=== Input for this task ===

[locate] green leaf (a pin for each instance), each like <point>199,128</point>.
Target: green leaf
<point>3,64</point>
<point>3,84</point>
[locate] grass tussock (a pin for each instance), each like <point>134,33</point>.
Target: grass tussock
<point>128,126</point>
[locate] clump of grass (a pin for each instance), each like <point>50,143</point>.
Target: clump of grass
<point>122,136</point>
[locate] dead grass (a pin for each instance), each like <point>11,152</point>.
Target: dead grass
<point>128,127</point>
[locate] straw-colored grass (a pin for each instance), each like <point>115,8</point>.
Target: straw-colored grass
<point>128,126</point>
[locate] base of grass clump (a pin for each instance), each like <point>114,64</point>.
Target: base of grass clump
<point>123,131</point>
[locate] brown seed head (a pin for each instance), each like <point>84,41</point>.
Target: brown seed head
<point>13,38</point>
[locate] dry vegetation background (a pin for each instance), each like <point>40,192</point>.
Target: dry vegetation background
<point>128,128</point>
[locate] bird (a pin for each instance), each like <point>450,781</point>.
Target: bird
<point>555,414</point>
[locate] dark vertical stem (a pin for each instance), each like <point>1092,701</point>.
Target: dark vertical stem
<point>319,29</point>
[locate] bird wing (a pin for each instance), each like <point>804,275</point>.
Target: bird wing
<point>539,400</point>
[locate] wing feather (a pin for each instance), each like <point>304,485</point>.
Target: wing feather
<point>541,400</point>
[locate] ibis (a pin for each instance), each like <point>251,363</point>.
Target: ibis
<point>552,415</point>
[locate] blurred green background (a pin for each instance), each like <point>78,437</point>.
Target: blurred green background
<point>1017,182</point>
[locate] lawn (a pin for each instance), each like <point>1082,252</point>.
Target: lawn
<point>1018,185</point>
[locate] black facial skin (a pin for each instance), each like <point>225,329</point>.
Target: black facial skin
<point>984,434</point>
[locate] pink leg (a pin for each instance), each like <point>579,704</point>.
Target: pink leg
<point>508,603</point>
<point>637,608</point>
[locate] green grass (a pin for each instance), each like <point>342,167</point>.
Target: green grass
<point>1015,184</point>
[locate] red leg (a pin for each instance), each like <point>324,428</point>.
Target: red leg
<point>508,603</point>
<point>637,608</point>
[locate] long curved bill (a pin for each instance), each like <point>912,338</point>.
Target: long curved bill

===

Written exercise - Please lay out every line from all the items above as one numbered list, leaving out any blank lines.

Correct output -
1. [locate] green leaf (a pin for each instance), each like <point>199,128</point>.
2. Target: green leaf
3. <point>3,64</point>
4. <point>3,84</point>
5. [locate] grass tussock (a pin for each instance), each like <point>134,33</point>.
6. Target: grass tussock
7. <point>128,126</point>
8. [locate] clump of grass (a pin for each instance), each like <point>50,143</point>.
9. Target: clump of grass
10. <point>122,136</point>
11. [locate] dead grass (a pin for each instance), each like <point>11,152</point>.
12. Target: dead grass
13. <point>128,127</point>
14. [locate] straw-colored grass (a pin for each instance), each like <point>115,8</point>.
15. Target: straw-colored grass
16. <point>128,126</point>
17. [locate] base of grass clump (a pin for each instance), each like <point>114,64</point>.
18. Target: base of grass clump
19. <point>123,131</point>
20. [locate] brown seed head (a pin for each instance), each like <point>84,41</point>.
21. Target: brown seed head
22. <point>13,38</point>
23. [locate] dry vegetation background (a pin for each instance), each like <point>40,192</point>.
24. Target: dry vegetation background
25. <point>128,128</point>
26. [locate] bird (a pin for each instance), each like <point>450,781</point>.
27. Target: bird
28. <point>555,414</point>
29. [locate] dark vertical stem (a pin for each instance), each like <point>1092,701</point>.
30. Target: dark vertical stem
31. <point>319,29</point>
32. [locate] bird wing (a pin for each instance), each like <point>804,275</point>.
33. Target: bird wing
34. <point>539,400</point>
35. [locate] wing feather (a pin for each instance), each like <point>304,485</point>.
36. Target: wing feather
37. <point>541,400</point>
38. [locate] ibis (a pin for each instance), each like <point>251,363</point>.
39. Target: ibis
40. <point>552,415</point>
41. [locate] blurred green background (a pin for each instance), each like <point>78,437</point>.
42. Target: blurred green background
43. <point>1017,182</point>
44. [locate] lawn (a pin for each instance), each like <point>1082,252</point>.
45. Target: lawn
46. <point>1018,185</point>
47. [locate] black facial skin (a pin for each instance), each like <point>225,329</point>.
48. Target: black facial skin
49. <point>984,434</point>
50. [locate] pink leg (a pin for each instance), each like <point>579,704</point>.
51. Target: pink leg
52. <point>508,603</point>
53. <point>637,608</point>
54. [locate] green grass (a pin for each instance), each like <point>342,167</point>.
55. Target: green grass
56. <point>1015,184</point>
57. [locate] red leg (a pin for each instance), each like <point>324,428</point>.
58. Target: red leg
59. <point>508,603</point>
60. <point>637,608</point>
61. [locate] long curved bill (a pin for each instance), each like <point>912,338</point>.
62. Target: long curved bill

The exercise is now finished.